Quoted passage:
= = = =
ConocoPhillips to spin off its Refining arm into another company

So COP has decided to spin off its downstream business into another company. What do you guys think of this?

Obviously the refining business is not nearly as profitable as the E&P side, and the capital intensive nature of refining also makes it that much less appealing. Marathon just recently spun off its refining arm and are doing relatively well.

With oil prices predicted to stay high, I think this might become an attractive option for the other intergrated IOC's.

Do you guys see this happening at Exxon, Chevron, BP, etc.??

http://www.bloomberg.com/news/2011-07-14/conocoph…

12 Comments
 

link's broken, the .html at the end is incomplete

Otherwise seems like an interesting play, but it seems like they should be levering the refining side more than the E&P. It just doesn't seem optimal for the refineries to be all equity financed with all that capital to borrow against.

Or am I talking out my ass?
= = = =
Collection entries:
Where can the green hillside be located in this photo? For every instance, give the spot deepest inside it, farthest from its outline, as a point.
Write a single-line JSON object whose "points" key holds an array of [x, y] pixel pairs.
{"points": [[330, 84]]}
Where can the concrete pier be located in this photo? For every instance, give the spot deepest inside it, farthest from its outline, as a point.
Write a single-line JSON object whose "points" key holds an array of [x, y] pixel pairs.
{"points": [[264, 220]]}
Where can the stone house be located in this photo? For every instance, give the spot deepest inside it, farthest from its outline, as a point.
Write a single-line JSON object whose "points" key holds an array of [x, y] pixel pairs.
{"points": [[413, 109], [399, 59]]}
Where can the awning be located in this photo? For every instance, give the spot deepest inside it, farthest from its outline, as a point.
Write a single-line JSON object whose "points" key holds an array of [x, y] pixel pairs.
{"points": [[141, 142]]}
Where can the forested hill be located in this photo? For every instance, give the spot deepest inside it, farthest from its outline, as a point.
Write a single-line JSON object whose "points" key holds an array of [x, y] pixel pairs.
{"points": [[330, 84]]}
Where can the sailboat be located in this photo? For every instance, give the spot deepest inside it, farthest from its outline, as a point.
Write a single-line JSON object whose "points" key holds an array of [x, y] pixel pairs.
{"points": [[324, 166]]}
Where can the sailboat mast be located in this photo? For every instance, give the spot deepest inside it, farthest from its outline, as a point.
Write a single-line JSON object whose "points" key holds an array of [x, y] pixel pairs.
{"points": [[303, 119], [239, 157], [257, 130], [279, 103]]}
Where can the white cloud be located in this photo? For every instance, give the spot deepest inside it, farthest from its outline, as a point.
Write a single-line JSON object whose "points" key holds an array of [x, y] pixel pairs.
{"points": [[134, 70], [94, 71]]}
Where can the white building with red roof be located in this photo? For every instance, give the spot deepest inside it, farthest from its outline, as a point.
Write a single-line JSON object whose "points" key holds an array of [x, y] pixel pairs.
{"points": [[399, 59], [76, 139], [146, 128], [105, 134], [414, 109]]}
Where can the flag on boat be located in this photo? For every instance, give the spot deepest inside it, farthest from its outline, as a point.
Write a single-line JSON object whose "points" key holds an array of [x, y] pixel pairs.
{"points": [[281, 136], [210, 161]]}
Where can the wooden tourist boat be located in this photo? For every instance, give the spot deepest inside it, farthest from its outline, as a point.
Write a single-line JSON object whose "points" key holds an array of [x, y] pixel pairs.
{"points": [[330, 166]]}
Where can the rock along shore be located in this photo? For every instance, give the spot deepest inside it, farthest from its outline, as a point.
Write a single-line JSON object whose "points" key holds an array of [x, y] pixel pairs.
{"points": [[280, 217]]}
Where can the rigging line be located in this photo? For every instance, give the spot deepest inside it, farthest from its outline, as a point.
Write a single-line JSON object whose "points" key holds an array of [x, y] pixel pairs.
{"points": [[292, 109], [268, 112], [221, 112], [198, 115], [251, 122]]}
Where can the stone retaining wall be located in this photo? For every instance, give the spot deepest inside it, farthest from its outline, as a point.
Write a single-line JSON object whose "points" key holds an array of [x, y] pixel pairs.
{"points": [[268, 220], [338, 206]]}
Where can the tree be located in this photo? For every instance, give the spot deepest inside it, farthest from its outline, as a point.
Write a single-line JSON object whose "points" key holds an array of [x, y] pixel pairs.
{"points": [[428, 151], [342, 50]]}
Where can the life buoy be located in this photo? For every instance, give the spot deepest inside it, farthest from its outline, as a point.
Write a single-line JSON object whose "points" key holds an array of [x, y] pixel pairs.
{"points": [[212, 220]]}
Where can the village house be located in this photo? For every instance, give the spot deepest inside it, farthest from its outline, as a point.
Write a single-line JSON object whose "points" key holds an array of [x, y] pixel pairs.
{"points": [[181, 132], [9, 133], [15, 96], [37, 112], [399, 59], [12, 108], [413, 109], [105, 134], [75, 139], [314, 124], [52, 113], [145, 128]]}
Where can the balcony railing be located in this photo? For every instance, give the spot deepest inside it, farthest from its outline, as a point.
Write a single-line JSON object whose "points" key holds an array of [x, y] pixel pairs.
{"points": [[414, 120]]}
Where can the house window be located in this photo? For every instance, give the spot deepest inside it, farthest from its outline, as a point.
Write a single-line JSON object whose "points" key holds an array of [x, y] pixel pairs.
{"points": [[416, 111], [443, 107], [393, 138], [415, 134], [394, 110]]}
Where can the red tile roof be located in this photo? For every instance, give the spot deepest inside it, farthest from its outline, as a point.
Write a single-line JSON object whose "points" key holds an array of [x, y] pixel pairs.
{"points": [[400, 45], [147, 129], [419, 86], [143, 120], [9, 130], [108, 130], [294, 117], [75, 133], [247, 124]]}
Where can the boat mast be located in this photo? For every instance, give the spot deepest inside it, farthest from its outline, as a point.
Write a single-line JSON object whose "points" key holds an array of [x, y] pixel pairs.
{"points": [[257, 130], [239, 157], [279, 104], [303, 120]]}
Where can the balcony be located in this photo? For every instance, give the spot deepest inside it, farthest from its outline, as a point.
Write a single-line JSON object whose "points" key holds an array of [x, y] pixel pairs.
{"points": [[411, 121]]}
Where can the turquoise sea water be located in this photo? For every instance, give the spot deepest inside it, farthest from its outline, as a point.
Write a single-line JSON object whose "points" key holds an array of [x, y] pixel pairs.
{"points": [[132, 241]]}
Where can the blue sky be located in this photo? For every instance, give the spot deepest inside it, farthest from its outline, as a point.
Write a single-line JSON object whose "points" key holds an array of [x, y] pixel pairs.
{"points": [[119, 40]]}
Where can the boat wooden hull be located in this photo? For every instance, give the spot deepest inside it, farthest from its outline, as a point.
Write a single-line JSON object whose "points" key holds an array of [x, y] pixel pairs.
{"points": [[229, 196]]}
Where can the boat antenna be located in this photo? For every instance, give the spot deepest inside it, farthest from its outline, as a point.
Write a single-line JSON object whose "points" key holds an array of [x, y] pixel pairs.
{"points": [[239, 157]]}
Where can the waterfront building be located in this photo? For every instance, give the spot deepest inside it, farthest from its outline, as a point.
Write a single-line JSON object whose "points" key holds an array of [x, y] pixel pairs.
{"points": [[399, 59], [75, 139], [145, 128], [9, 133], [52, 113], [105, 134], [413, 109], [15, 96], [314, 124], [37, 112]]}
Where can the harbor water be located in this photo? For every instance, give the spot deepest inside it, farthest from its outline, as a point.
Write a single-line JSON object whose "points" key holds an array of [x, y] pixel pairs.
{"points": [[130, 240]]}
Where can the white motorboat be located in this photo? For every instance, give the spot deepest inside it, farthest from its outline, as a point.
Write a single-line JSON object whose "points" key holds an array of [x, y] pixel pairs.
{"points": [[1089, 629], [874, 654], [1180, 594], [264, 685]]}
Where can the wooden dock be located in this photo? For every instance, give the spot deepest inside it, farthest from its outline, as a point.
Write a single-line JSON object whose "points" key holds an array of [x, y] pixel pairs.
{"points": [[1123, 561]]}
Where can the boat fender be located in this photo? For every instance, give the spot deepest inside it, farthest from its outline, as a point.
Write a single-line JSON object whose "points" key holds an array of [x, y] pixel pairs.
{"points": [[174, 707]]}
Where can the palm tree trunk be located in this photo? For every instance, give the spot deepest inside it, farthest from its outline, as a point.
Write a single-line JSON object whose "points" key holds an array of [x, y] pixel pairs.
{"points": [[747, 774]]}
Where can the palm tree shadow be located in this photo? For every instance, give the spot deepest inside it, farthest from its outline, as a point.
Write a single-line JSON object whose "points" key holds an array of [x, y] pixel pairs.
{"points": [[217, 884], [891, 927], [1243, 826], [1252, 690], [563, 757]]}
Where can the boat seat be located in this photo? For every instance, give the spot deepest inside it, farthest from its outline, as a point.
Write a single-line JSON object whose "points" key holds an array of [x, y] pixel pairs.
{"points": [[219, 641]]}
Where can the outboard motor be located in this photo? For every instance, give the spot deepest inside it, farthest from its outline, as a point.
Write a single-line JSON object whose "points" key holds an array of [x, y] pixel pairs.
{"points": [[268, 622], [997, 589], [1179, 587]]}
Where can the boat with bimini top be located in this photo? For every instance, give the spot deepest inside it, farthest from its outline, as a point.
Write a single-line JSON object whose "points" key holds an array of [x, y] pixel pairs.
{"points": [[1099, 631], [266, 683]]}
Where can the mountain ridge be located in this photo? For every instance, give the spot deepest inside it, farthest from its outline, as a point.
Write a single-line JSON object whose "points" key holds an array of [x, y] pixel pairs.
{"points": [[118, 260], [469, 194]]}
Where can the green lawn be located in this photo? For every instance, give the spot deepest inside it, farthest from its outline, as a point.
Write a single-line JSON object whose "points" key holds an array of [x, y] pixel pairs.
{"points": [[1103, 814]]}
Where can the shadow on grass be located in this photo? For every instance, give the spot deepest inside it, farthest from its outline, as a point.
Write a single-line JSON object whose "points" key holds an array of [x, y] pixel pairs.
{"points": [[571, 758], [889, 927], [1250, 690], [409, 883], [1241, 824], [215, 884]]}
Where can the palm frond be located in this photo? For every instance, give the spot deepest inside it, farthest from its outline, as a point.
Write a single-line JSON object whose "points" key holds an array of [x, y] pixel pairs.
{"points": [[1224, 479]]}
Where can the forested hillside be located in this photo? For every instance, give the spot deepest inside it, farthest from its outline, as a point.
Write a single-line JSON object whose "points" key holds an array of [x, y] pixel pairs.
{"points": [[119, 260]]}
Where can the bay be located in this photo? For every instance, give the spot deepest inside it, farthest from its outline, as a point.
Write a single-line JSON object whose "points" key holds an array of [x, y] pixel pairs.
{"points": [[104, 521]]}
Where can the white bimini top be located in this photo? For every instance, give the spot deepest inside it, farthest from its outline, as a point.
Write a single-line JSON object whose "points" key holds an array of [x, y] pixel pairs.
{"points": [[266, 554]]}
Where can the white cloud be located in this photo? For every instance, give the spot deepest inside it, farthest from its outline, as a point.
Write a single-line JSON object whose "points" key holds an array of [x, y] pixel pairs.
= = = =
Work to do:
1. List every company that the ConocoPhillips spin-off discussion names in its sentences, leaving out the link and counting an abbreviation and a full name for the same firm as one company.
2. Return the portion of the ConocoPhillips spin-off discussion starting with "ConocoPhillips to spin" and going on through "doing relatively well.".
3. Resume the ConocoPhillips spin-off discussion from the point at which it stops.

Replies:
1. ConocoPhillips, Marathon, Exxon, Chevron, BP

2.
ConocoPhillips to spin off its Refining arm into another company

So COP has decided to spin off its downstream business into another company. What do you guys think of this?

Obviously the refining business is not nearly as profitable as the E&P side, and the capital intensive nature of refining also makes it that much less appealing. Marathon just recently spun off its refining arm and are doing relatively well.

3.
Best Response

I don't think they have the need to lever up the refining side. I think this move is to just shake clean the balance sheet of underperforming assets. Only when they shore up these assets can they go out and rub shoulders with the big boys. I think the next ten years will be EPIC for E&P in general. COP has one of the highest refining capacities out of their peer group, they improved their refining position over the years for strategic purposes (to gain access to foreign oil reserves). Now that the National Oil Companies (NOC's) have developed their own downstream technologies, I think it will only benefit them (COP) to clear these assets off of their balance sheet.

I think now they're thinking of expanding their reserves at all costs. It should be interesting to see how it all plays out next. Marathon made this announcement last year, but now one of the supermajor makes the same move. It should be interesting to see what happens next...

 
pacman007I don't think they have the need to lever up the refining side. I think this move is to just shake clean the balance sheet of underperforming assets. Only when they shore up these assets can they go out and rub shoulders with the big boys. I think the next ten years will be EPIC for E&P in general. COP has one of the highest refining capacities out of their peer group, they improved their refining position over the years for strategic purposes (to gain access to foreign oil reserves). Now that the National Oil Companies (NOC's) have developed their own downstream technologies, I think it will only benefit them (COP) to clear these assets off of their balance sheet.

I think now they're thinking of expanding their reserves at all costs. It should be interesting to see how it all plays out next. Marathon made this announcement last year, but now one of the supermajor makes the same move. It should be interesting to see what happens next...

Great points. Excellent time to be in energy.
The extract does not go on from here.